[Source data]
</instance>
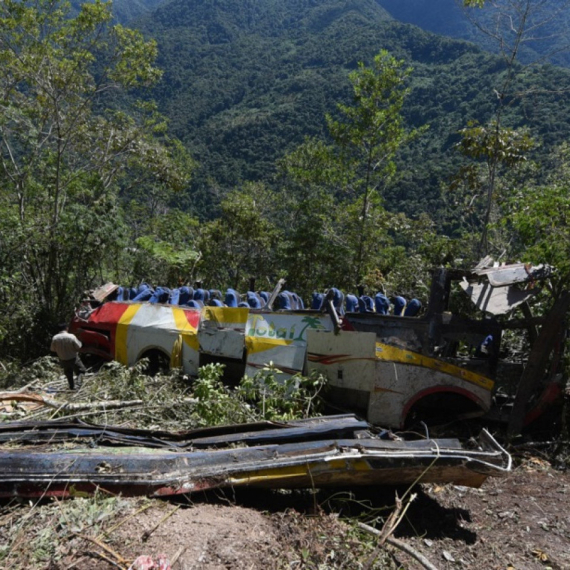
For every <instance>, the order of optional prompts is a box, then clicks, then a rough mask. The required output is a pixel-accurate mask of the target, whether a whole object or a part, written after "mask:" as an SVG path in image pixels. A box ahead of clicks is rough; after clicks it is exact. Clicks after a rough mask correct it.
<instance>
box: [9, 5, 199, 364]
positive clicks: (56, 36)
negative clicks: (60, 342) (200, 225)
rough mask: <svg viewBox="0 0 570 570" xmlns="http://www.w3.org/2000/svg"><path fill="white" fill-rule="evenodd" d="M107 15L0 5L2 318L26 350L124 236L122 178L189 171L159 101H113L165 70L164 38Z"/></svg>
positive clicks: (164, 174) (125, 185)
mask: <svg viewBox="0 0 570 570" xmlns="http://www.w3.org/2000/svg"><path fill="white" fill-rule="evenodd" d="M110 20H111V13H110V4H109V3H103V2H101V1H99V0H97V1H96V2H94V3H86V4H83V5H82V7H81V9H80V11H79V12H78V13H77V14H76V16H75V17H70V13H69V5H68V4H66V3H65V2H62V1H60V0H38V1H37V2H36V1H31V0H27V1H23V2H20V1H14V0H7V1H6V2H3V3H2V4H1V6H0V63H1V64H2V68H3V74H2V76H1V77H0V100H1V103H0V157H1V162H0V169H1V171H2V176H1V177H0V197H1V202H0V203H1V204H2V205H1V206H0V210H1V211H0V213H1V214H2V215H1V216H0V234H1V235H2V240H3V242H4V243H3V244H2V245H3V246H4V247H5V249H4V253H3V254H2V255H3V257H4V259H3V261H4V262H5V264H4V266H3V267H4V269H3V270H2V273H1V274H0V295H2V297H3V300H4V301H5V303H6V306H8V307H12V308H11V309H10V311H9V312H7V314H5V315H2V317H1V318H0V320H1V321H2V324H0V330H3V331H4V332H3V333H2V334H3V335H4V336H5V338H6V339H8V341H9V342H12V343H14V344H12V345H10V346H8V348H9V349H13V347H14V346H15V344H16V341H17V343H18V344H19V345H20V347H21V350H22V352H23V353H25V352H28V351H30V350H37V348H36V347H35V346H34V345H33V344H32V343H34V342H38V340H39V344H41V339H42V338H46V336H47V335H46V333H48V332H49V325H50V324H53V323H54V322H56V321H58V320H61V319H64V318H65V319H66V318H68V316H69V314H70V311H71V309H72V307H73V303H74V301H75V300H76V299H77V298H78V297H79V295H81V293H82V292H83V290H84V289H86V288H88V287H89V286H90V285H91V283H93V282H100V281H101V280H102V275H104V274H105V273H106V271H107V269H108V267H109V266H112V265H113V263H114V261H115V260H116V258H117V256H118V253H119V252H120V251H122V250H123V248H124V247H125V246H126V245H127V241H126V232H125V228H124V225H123V218H122V213H121V208H120V204H119V201H118V192H119V189H120V187H121V186H122V187H123V188H124V187H126V186H128V185H136V184H150V183H151V181H153V183H154V184H155V185H156V186H157V187H176V186H178V187H180V186H181V185H184V184H185V183H186V181H187V179H188V163H187V162H186V163H183V164H181V162H182V161H181V160H180V158H181V156H182V155H183V154H184V151H182V149H181V147H180V145H177V144H176V143H175V142H174V141H170V140H169V139H168V137H166V136H165V135H164V120H163V119H162V118H161V117H160V116H159V115H158V114H157V113H156V110H155V108H154V107H153V106H152V105H151V104H147V103H145V104H140V105H137V104H136V103H135V104H133V105H132V107H131V109H129V111H130V112H126V111H124V110H122V111H118V110H116V109H115V110H113V109H112V105H113V101H112V98H111V93H113V94H114V96H116V94H119V93H121V92H123V91H125V90H128V89H133V88H138V89H140V88H142V87H145V86H150V85H152V84H153V83H154V82H155V81H157V80H158V79H159V77H160V75H161V72H160V71H159V70H158V69H157V68H156V67H154V59H155V57H156V44H155V42H154V41H145V40H144V39H143V37H142V35H141V34H140V32H137V31H134V30H128V29H126V28H123V27H122V26H120V25H115V26H112V25H110ZM4 319H5V320H4ZM12 323H14V324H15V326H14V325H12ZM38 325H40V328H38ZM25 329H27V331H25ZM34 333H35V334H34ZM34 336H35V338H34Z"/></svg>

**Your goal**
Reproduce every line of the items above without any change, leaving out the pictures.

**Task solution**
</instance>
For every <instance>, the order of optional prompts is a box, then clicks, then a rough mask. The required output is a pixel-accurate mask of the target, whether a whole object or a part, written after "mask:" as an SVG path in image pixels. A box ahead of clicks is rough; after clicks it is exact. Clicks after a rough mask correct it.
<instance>
box: [9, 5, 199, 364]
positive clicks: (56, 36)
negative clicks: (60, 342) (200, 225)
rough mask: <svg viewBox="0 0 570 570" xmlns="http://www.w3.org/2000/svg"><path fill="white" fill-rule="evenodd" d="M107 15L0 5L2 318L26 350L124 236L122 178L189 171L159 101H113L165 70L164 38Z"/></svg>
positive clicks: (164, 174) (125, 185)
mask: <svg viewBox="0 0 570 570" xmlns="http://www.w3.org/2000/svg"><path fill="white" fill-rule="evenodd" d="M110 20H111V13H110V4H109V3H103V2H101V1H99V0H97V1H96V2H94V3H86V4H83V5H82V7H81V9H80V11H79V12H78V13H77V14H76V16H75V17H70V13H69V5H68V4H66V3H65V2H62V1H60V0H38V1H37V2H36V1H31V0H27V1H23V2H20V1H14V0H7V1H6V2H3V3H2V4H1V6H0V63H1V64H2V68H3V74H2V76H1V77H0V100H1V103H0V157H1V162H0V169H1V171H2V176H1V177H0V197H1V202H0V203H1V204H2V205H1V206H0V210H1V211H0V213H1V214H2V215H1V216H0V234H1V235H2V240H3V242H4V243H3V244H2V245H3V246H4V247H5V249H4V253H3V254H2V255H3V257H4V259H3V261H4V262H5V264H4V266H3V267H4V269H3V270H2V273H1V274H0V295H2V297H3V300H4V301H5V303H6V306H8V307H12V308H11V309H10V311H9V312H7V314H5V315H2V317H1V318H0V320H1V321H2V324H0V330H3V331H4V332H3V333H2V334H3V335H4V336H5V338H6V339H8V341H9V342H12V343H14V344H12V345H10V346H8V348H9V349H13V347H14V346H15V344H16V341H17V343H18V344H19V345H20V347H21V350H22V352H23V353H25V352H28V351H30V350H37V348H36V347H35V346H34V345H33V344H32V343H34V342H38V340H39V344H41V339H42V338H46V336H47V335H46V333H48V332H49V325H50V324H53V323H54V322H56V321H58V320H61V319H64V318H65V319H66V318H68V316H69V314H70V311H71V309H72V307H73V303H74V301H75V300H76V299H77V298H78V297H79V295H81V293H82V292H83V290H84V289H86V288H88V287H89V286H90V285H91V283H93V282H100V281H101V280H102V275H104V274H105V273H106V271H107V269H108V267H109V266H112V265H113V263H114V261H115V260H116V258H117V256H118V253H119V252H120V251H122V250H123V248H124V247H125V246H126V245H127V241H126V232H125V228H124V225H123V218H122V213H121V208H120V204H119V201H118V192H119V189H120V187H121V186H122V187H123V188H124V187H126V186H128V185H136V184H150V183H151V181H153V183H154V184H155V185H156V186H157V187H176V186H178V187H180V186H181V185H184V184H185V183H186V181H187V179H188V163H187V162H186V163H183V164H181V162H182V161H181V160H180V158H181V156H182V155H183V154H184V151H182V149H181V147H180V145H177V144H176V143H175V142H174V141H170V140H169V139H168V137H166V136H165V135H164V120H163V119H162V118H161V117H160V116H159V115H158V114H157V113H156V110H155V108H154V107H153V106H152V105H151V104H147V103H145V104H140V105H137V104H136V103H135V104H133V105H132V107H131V109H129V111H130V112H126V111H124V110H122V111H118V110H116V109H115V110H113V109H112V105H113V101H112V98H111V93H113V94H114V96H116V94H119V93H121V92H123V91H125V90H128V89H133V88H138V89H140V88H142V87H145V86H150V85H152V84H153V83H154V82H155V81H157V80H158V79H159V77H160V75H161V72H160V71H159V70H158V69H157V68H156V67H154V59H155V57H156V44H155V42H154V41H145V40H144V39H143V37H142V35H141V34H140V32H137V31H134V30H128V29H126V28H123V27H122V26H120V25H115V26H112V25H110ZM4 319H5V320H4ZM12 323H14V324H15V326H14V325H12ZM38 325H40V328H38ZM25 329H27V331H25ZM34 333H35V334H34ZM34 336H35V338H34Z"/></svg>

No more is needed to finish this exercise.